*DIRECTIVE A*. Reproduce the Filebeat thread word for word, everything from "However, I can't" down to "from a container.".
*DIRECTIVE B*. Write the next part of the Filebeat deployment thread, picking up after its last line.

Filebeat deployment in Kubernetes/Docker

Asher_Shoshan · January 2, 2018, 10:53am

General guidelines for deploying Filebeat in Docker/Kubernetes is to run one instance (container) of Filebeat (in each Kubernetes node), and to harvest logs located in "/var/lib/docker/containers//.log".
However, I can't find a way to define prospector/process which will parse the logs, and do an additional parsing of the actual application log (Apache access logs, for example) - something like running the build-in modules on this field..
The only thing found in documentation is how to enhance the log with kubernetes info (pod name, container, etc)
Has anyone done such a thing?

exekias · January 2, 2018, 11:20am

Hi @Asher_Shoshan,

Have a look at Autodiscover settings: https://www.elastic.co/guide/en/beats/filebeat/6.1/configuration-autodiscover.html.

You can statically map images to the settings you want to use. You can also use labels to dynamically decide how to fetch logs from a container.

*DATA EXTRACT*.
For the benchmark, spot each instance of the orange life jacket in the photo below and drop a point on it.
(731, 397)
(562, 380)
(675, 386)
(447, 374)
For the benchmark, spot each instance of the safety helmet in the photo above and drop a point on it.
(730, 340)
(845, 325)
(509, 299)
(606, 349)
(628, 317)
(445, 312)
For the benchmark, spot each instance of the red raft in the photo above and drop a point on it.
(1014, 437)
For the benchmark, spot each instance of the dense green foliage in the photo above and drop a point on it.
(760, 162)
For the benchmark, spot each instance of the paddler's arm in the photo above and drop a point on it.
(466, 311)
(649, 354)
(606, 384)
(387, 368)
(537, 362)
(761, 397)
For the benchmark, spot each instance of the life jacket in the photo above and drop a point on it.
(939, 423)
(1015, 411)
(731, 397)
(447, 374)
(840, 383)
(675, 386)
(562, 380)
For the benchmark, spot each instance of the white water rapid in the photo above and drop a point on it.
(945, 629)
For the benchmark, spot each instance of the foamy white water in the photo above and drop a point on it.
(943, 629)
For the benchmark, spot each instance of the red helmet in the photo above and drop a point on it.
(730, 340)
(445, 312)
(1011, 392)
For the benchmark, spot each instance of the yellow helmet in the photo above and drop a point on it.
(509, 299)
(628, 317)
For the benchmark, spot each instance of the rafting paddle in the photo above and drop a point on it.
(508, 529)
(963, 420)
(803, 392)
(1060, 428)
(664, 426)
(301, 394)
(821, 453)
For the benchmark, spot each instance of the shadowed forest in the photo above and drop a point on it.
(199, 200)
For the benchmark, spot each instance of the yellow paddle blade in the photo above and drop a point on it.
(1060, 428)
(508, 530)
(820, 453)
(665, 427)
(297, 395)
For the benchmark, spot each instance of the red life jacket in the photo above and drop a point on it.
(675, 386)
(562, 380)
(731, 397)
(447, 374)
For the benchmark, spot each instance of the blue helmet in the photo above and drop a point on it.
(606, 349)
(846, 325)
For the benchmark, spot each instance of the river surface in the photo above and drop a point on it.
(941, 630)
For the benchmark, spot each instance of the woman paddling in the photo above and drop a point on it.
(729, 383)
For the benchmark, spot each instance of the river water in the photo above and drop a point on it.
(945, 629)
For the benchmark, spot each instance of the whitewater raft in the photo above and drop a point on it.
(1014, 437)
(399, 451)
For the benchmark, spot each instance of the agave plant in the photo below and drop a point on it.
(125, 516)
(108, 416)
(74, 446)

*TASK OUTPUT A*.
However, I can't find a way to define prospector/process which will parse the logs, and do an additional parsing of the actual application log (Apache access logs, for example) - something like running the build-in modules on this field..
The only thing found in documentation is how to enhance the log with kubernetes info (pod name, container, etc)
Has anyone done such a thing?

exekias · January 2, 2018, 11:20am

Hi @Asher_Shoshan,

Have a look at Autodiscover settings: https://www.elastic.co/guide/en/beats/filebeat/6.1/configuration-autodiscover.html.

You can statically map images to the settings you want to use. You can also use labels to dynamically decide how to fetch logs from a container.

*TASK OUTPUT B*.
This feature was released with 6.1, and as always, feedback is really appreciated

Best regards

Asher_Shoshan · January 2, 2018, 11:57am

Thanks,
So should I use auto discover instead of :
processors:

add_kubernetes_metadata:
in_cluster: true
namespace: ${POD_NAMESPACE}

Still, what to do with autodiscover in order to parse the log and see the fields in Kibana (for example all the fields of access log, http req, rc, etc), and not just one json field 'log'?

Asher_Shoshan · January 3, 2018, 11:05am

Tried 'autodiscover' with docker. Getting unable to connect to docker 'unix:///docker...."

Asher_Shoshan · January 3, 2018, 11:06am

2018/01/03 11:01:22.421490 beat.go:635: CRIT Exiting: Cannot connect to the Docker daemon at unix:///var/run/docker.sock. Is the docker daemon running?

exekias · January 3, 2018, 11:24am

You may need to review filebeat has permissions to access the socket file, or run it as root

Asher_Shoshan · January 3, 2018, 11:36am

Yes... Kubernetes as well

Asher_Shoshan · January 3, 2018, 11:37am

Can you elaborate? How to run it as root?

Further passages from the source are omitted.